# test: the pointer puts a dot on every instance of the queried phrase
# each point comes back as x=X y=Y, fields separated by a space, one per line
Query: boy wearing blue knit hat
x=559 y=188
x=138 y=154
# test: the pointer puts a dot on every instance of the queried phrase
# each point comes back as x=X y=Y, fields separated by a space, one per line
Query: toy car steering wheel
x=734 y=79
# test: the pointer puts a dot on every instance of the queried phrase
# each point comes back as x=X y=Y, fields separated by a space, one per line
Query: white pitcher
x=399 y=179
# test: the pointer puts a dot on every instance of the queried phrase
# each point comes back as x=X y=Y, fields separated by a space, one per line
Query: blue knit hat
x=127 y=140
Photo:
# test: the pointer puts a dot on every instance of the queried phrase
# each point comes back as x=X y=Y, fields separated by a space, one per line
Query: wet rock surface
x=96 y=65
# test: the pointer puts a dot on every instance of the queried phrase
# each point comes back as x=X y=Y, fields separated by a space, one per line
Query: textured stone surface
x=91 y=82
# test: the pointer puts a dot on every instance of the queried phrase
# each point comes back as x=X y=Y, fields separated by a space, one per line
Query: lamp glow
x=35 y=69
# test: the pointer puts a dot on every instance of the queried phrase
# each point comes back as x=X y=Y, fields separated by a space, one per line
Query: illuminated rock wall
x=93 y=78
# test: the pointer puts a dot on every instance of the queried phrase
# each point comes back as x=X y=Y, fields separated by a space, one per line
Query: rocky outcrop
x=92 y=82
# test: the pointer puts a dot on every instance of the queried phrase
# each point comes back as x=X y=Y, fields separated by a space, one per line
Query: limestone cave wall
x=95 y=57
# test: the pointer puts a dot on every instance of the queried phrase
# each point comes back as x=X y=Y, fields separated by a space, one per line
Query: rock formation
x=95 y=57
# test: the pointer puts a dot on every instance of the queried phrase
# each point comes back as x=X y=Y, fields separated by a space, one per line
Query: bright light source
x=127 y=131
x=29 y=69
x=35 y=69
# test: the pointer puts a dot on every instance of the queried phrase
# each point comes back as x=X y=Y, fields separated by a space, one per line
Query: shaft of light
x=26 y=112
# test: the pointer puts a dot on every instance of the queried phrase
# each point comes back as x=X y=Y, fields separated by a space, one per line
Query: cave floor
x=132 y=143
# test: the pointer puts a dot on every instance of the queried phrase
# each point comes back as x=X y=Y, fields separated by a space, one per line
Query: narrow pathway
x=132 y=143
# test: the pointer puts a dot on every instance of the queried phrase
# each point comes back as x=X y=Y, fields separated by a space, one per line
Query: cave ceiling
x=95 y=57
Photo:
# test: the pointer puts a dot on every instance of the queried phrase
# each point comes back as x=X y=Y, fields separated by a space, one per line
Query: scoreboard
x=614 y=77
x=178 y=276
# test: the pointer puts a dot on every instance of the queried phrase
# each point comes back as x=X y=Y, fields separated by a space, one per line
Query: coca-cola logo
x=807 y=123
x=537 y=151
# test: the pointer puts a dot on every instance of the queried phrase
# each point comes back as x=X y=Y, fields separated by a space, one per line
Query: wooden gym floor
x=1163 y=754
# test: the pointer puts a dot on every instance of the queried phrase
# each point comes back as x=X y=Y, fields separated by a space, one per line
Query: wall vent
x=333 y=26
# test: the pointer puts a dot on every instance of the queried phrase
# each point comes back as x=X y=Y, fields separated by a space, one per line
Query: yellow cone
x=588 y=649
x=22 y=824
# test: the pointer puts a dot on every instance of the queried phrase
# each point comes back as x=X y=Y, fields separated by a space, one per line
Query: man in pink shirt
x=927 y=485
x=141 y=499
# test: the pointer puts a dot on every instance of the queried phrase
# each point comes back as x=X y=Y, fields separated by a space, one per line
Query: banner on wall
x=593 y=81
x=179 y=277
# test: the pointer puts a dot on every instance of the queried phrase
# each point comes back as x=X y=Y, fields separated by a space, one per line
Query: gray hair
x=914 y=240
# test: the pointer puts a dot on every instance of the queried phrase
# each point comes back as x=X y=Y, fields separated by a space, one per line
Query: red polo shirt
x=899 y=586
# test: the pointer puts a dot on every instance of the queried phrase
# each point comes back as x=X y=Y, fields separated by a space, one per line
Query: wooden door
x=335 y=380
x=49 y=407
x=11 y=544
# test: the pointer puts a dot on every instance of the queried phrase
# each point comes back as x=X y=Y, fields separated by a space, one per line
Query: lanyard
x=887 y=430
──────
◆ **Objective**
Make an exact copy of the material above.

◆ **Exercise response**
# test: the pointer puts a dot on every instance of the queried phrase
# each point comes back as x=X y=Y, fields separated by a space, one per line
Query: boy wearing blue knit hat
x=559 y=188
x=138 y=154
# test: the pointer puts a dot on every instance of the queried phrase
# each point comes back as x=X y=Y, fields separated by a space, one per line
Query: toy car steering wheel
x=734 y=79
# test: the pointer puts a dot on every instance of the queried phrase
# each point comes back as x=X y=Y, fields separated by a space, one per line
Query: white pitcher
x=399 y=179
# test: the pointer puts a dot on every instance of the queried phrase
# each point comes back as x=X y=Y, fields separated by a space, one per line
Query: blue knit hat
x=127 y=140
Photo:
# test: the pointer puts a dot on every instance of the queried phrase
# each point comes back as x=X y=Y, fields separated by a space, one per line
Query: wet rock surface
x=96 y=65
# test: the pointer puts a dot on every instance of the queried phrase
# each point comes back as x=X y=Y, fields separated by a space, one per line
Query: textured stone surface
x=91 y=82
# test: the pointer puts a dot on every instance of the queried phrase
# each point comes back as x=X y=Y, fields separated by a space, one per line
Query: lamp glow
x=35 y=69
# test: the pointer puts a dot on every instance of the queried phrase
# each point comes back as x=X y=Y, fields separated by a space, one per line
Query: illuminated rock wall
x=93 y=78
# test: the pointer puts a dot on every instance of the queried phrase
# each point comes back as x=X y=Y, fields separated by a space, one per line
Query: rocky outcrop
x=92 y=82
# test: the pointer puts a dot on every instance of the queried phrase
# each point comes back as x=X y=Y, fields separated by a space, one per line
Query: limestone cave wall
x=95 y=57
# test: the pointer puts a dot on every instance of the queried phrase
# each point comes back as x=X y=Y, fields separated by a space, one per line
Query: rock formation
x=95 y=57
# test: the pointer puts a dot on every instance of the queried phrase
# each point comes back as x=X y=Y, fields separated by a space, one per line
Query: bright light source
x=127 y=131
x=29 y=69
x=35 y=69
# test: the pointer puts a dot on every instance of the queried phrase
# each point comes back as x=X y=Y, fields separated by a space, one per line
Query: shaft of light
x=26 y=112
# test: the pointer puts a dot on every instance of the queried phrase
# each point comes back as x=X y=Y, fields separated by a space, one per line
Query: cave floor
x=132 y=143
# test: the pointer puts a dot on every instance of the queried phrase
# each point comes back as x=X y=Y, fields separated by a space, one per line
Query: narrow pathway
x=132 y=143
# test: the pointer puts a dot on every instance of the queried phrase
# each point comes back as x=X y=Y, fields separated by a space, one per line
Query: cave ceiling
x=95 y=57
Photo:
# test: the pointer puts a dot on every instance of the queried phrase
# each point comes back as x=X y=Y, fields separated by a space, one per line
Query: scoreboard
x=614 y=77
x=178 y=276
# test: the pointer puts a dot on every instance of the queried phrase
# each point comes back as x=X y=Y, fields separated by a space, one per line
Query: coca-cola logo
x=807 y=123
x=537 y=151
# test: the pointer puts a dot on every instance of the queried phrase
# each point comes back as x=X y=Y, fields separated by a space, one per line
Query: wooden gym floor
x=1163 y=754
# test: the pointer puts a dot on every instance of the queried phrase
# each point comes back as x=X y=Y, fields separated by a space, one per line
Query: wall vent
x=333 y=26
# test: the pointer puts a dot on every instance of the queried phrase
# each point comes back as x=X y=Y, fields separated by a space, one per line
Query: yellow cone
x=588 y=649
x=22 y=824
# test: the pointer puts a dot on every instance of the queried phrase
# each point comes back as x=X y=Y, fields separated by a space, one per line
Query: man in pink shirt
x=927 y=485
x=141 y=499
# test: the pointer puts a dot on every instance of the queried phrase
# each point comes back as x=X y=Y, fields separated by a space, one per line
Query: banner on wall
x=593 y=81
x=179 y=277
# test: the pointer puts a dot on every instance of the queried phrase
# each point comes back as x=X y=Y, fields separated by a space, one per line
Query: gray hair
x=914 y=240
# test: the pointer puts a dot on every instance of the queried phrase
# each point comes back as x=X y=Y, fields separated by a space, one per line
Query: red polo shirt
x=899 y=586
# test: the pointer puts a dot on every instance of the queried phrase
# each point comes back as x=X y=Y, fields separated by a space, one per line
Query: wooden door
x=335 y=380
x=49 y=407
x=11 y=544
# test: the pointer puts a dot on every instance of the queried phrase
# each point comes back as x=X y=Y, fields separated by a space, one per line
Query: lanyard
x=887 y=430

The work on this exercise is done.